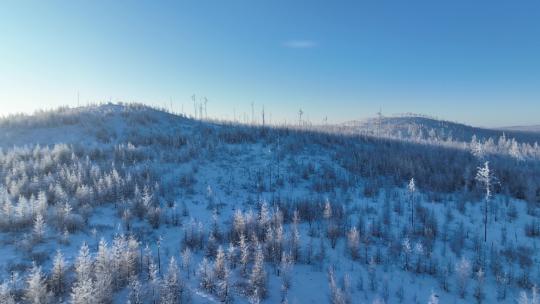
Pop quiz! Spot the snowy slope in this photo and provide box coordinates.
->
[0,104,540,303]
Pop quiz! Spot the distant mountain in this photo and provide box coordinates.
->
[501,125,540,132]
[336,114,540,144]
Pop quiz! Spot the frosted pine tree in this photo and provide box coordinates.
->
[214,246,227,280]
[476,161,494,242]
[161,257,182,304]
[148,258,161,303]
[0,283,16,304]
[198,258,214,293]
[24,264,51,304]
[249,245,267,300]
[94,239,113,304]
[407,177,416,232]
[238,233,249,276]
[347,226,360,260]
[456,257,471,298]
[128,276,144,304]
[217,266,234,304]
[71,243,97,304]
[182,247,191,280]
[51,250,66,296]
[33,213,45,242]
[428,290,439,304]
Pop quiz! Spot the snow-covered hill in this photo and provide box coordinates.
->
[0,104,540,303]
[501,125,540,133]
[342,114,540,144]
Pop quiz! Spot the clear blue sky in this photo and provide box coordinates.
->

------------

*EXERCISE TASK*
Can you rewrite all the records above with "Spot" replaced by "Locate" everywhere it appears, changing nothing else and leaving the pictures out?

*RIGHT ANSWER*
Pop quiz! Locate the snowy slope in this photo and provide box coordinates.
->
[0,104,540,303]
Pop quiz! Locate the distant mountain in this photo and provide box coordinates.
->
[501,125,540,132]
[336,114,540,144]
Pop quiz! Locate the frosted pine tree in this photo and provide box coordinates.
->
[214,246,227,280]
[476,161,494,242]
[161,257,182,304]
[148,258,161,303]
[0,283,16,304]
[198,258,214,293]
[24,264,51,304]
[249,245,267,300]
[94,239,113,304]
[407,177,416,232]
[238,233,249,276]
[347,226,360,260]
[456,257,471,298]
[128,276,144,304]
[217,266,234,304]
[71,243,97,304]
[182,247,191,280]
[51,250,66,296]
[33,213,45,242]
[428,290,439,304]
Pop quiz! Locate the snow-covered hill in this photo and provide box coordinates.
->
[0,104,540,303]
[501,125,540,133]
[342,114,540,144]
Pop quiz! Locate the clear blue sky in this photo and provide box coordinates.
->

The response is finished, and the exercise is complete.